**Records from a data source**:
--------
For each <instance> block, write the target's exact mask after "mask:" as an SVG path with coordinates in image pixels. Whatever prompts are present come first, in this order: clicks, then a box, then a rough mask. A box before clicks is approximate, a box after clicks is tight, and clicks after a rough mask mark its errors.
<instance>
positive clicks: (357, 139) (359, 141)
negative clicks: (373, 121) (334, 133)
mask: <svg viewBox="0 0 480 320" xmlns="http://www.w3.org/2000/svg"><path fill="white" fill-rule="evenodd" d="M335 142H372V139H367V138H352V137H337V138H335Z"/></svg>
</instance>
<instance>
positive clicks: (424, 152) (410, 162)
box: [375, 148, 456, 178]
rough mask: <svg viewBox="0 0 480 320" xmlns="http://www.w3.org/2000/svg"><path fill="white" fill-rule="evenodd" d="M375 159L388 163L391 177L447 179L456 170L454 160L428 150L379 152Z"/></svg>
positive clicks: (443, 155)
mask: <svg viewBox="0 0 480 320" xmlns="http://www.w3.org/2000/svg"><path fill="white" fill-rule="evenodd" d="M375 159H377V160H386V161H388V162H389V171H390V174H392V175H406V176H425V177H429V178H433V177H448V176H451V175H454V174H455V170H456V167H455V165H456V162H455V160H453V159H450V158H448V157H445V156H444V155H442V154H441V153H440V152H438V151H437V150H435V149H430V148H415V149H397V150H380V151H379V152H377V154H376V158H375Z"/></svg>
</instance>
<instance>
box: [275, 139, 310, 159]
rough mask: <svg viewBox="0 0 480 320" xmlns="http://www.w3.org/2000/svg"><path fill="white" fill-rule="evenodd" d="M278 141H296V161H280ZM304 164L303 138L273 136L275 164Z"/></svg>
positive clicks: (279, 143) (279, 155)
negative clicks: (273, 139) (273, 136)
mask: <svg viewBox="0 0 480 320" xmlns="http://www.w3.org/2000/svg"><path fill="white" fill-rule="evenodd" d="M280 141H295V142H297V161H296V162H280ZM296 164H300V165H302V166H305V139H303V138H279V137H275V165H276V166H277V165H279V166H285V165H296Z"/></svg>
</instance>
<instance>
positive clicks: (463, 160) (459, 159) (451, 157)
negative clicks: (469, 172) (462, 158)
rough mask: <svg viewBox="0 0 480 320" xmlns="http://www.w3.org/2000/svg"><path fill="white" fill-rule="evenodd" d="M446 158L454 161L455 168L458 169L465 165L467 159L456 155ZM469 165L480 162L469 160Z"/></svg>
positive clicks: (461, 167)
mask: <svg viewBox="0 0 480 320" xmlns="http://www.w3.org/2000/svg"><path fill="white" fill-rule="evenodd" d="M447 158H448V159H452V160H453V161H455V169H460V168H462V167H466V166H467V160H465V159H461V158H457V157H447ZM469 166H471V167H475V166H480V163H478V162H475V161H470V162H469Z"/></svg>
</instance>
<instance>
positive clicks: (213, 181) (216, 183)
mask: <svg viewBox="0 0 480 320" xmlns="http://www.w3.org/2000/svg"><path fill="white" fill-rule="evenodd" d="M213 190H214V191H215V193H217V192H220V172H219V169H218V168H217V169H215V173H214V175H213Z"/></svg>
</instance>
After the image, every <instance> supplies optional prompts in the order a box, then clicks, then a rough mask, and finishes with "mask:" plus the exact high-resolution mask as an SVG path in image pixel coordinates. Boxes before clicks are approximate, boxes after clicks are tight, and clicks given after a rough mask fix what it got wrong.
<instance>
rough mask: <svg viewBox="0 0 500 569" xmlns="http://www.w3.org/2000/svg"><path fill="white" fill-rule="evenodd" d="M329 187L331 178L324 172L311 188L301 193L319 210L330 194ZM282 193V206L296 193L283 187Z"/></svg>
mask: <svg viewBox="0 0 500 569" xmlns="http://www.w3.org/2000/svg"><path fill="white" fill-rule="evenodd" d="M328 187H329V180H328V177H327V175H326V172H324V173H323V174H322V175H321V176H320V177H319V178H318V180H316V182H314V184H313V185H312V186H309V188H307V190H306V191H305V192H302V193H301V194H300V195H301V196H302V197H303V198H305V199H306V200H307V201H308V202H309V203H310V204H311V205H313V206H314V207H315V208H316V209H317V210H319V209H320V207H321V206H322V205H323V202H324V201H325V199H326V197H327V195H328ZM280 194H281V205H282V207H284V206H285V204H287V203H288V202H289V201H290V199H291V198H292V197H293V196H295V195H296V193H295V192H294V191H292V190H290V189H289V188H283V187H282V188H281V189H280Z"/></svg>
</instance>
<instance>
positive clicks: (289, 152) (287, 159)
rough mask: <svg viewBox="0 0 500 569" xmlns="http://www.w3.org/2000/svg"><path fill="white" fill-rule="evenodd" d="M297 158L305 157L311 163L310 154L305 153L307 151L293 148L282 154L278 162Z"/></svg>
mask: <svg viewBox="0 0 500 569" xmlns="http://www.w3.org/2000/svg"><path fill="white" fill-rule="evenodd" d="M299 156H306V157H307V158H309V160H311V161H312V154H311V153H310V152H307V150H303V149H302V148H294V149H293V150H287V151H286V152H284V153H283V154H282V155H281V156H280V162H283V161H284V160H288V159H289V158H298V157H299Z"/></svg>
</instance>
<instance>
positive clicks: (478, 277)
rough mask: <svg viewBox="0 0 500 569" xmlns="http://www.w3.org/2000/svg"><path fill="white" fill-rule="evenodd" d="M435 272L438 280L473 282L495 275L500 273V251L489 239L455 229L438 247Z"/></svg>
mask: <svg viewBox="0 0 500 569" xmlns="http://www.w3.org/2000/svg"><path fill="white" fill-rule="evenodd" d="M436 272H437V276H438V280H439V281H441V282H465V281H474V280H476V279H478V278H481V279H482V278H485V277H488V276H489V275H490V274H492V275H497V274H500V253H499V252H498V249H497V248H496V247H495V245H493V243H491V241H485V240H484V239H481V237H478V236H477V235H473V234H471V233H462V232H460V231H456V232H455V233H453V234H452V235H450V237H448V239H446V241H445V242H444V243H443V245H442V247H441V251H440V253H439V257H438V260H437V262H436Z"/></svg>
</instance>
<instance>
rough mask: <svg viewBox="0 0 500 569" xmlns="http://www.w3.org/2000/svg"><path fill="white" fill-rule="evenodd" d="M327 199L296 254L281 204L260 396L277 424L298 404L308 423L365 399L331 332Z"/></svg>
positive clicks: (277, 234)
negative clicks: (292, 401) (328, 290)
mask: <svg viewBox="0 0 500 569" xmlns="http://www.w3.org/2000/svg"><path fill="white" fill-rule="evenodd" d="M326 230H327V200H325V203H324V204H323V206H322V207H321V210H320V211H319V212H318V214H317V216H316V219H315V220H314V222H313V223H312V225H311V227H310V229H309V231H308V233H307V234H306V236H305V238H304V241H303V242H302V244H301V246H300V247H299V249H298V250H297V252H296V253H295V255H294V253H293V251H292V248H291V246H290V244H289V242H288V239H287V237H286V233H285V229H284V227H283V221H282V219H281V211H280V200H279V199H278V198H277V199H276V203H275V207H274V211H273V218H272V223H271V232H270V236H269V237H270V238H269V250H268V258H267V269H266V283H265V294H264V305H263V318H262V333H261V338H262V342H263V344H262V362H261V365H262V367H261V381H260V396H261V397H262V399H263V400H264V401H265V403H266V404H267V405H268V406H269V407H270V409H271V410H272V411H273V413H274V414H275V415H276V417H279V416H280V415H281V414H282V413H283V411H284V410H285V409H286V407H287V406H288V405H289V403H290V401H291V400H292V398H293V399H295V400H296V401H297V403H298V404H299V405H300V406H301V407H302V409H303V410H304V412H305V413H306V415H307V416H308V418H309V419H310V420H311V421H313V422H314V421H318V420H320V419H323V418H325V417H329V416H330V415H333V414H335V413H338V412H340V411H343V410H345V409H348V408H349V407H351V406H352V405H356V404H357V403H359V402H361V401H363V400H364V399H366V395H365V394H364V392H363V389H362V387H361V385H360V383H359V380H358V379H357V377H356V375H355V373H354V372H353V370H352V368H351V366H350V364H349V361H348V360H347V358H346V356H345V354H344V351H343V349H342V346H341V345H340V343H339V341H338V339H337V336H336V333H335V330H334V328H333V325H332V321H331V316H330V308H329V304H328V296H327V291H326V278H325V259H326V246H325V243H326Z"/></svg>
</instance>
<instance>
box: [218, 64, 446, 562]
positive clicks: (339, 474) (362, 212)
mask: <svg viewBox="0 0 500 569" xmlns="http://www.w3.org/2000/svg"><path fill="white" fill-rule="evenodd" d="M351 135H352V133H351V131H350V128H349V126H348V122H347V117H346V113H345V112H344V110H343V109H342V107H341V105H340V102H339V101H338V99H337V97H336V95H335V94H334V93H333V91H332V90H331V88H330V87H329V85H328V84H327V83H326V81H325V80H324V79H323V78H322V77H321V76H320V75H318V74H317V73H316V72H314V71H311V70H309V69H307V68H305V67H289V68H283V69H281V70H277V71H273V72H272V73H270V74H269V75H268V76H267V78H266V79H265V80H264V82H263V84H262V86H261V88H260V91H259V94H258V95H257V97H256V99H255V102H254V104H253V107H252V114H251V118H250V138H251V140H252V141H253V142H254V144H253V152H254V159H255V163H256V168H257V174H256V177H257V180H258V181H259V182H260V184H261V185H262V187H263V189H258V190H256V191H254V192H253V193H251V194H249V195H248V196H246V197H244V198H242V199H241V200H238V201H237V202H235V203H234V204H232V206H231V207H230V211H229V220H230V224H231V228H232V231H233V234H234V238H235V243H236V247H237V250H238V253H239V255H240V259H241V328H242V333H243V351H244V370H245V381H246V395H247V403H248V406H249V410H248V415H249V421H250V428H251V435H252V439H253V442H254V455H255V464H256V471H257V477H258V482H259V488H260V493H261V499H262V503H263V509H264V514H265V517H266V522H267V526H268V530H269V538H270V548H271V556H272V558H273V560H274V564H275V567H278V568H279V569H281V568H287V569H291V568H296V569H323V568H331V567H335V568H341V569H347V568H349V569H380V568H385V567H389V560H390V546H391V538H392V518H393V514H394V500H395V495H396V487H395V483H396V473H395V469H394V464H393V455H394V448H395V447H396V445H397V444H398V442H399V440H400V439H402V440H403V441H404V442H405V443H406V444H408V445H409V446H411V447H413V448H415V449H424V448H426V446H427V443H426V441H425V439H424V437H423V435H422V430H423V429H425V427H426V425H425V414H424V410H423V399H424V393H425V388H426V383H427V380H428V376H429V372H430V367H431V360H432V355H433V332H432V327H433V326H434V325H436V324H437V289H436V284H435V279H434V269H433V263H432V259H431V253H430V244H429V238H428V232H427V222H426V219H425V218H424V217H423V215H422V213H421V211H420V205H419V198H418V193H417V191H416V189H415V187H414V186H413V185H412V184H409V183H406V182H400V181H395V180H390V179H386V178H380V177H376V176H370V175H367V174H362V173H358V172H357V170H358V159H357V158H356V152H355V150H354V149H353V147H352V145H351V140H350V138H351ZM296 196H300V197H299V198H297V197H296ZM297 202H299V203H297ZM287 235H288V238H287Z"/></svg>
--------
**Aim of the exercise**:
Give back, word for word, only the lines above from the line holding "box: [275, 139, 310, 159]" to the line holding "positive clicks: (279, 143) (279, 155)", both included.

**Task result**:
box: [275, 139, 310, 159]
rough mask: <svg viewBox="0 0 480 320" xmlns="http://www.w3.org/2000/svg"><path fill="white" fill-rule="evenodd" d="M278 141H296V161H280ZM304 164L303 138L273 136L275 164Z"/></svg>
positive clicks: (279, 143) (279, 155)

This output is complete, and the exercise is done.